- **Your goal**:
Once you reach the end of the data, transcribe all of it exactly.

--- --- ---

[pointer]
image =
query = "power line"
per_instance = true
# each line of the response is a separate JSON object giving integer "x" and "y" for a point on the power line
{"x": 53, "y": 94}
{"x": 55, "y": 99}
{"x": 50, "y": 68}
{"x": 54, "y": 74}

--- --- ---

- **Result for this exercise**:
[pointer]
image =
query = "power line"
per_instance = true
# each line of the response is a separate JSON object giving integer "x" and "y" for a point on the power line
{"x": 53, "y": 94}
{"x": 55, "y": 99}
{"x": 50, "y": 68}
{"x": 54, "y": 74}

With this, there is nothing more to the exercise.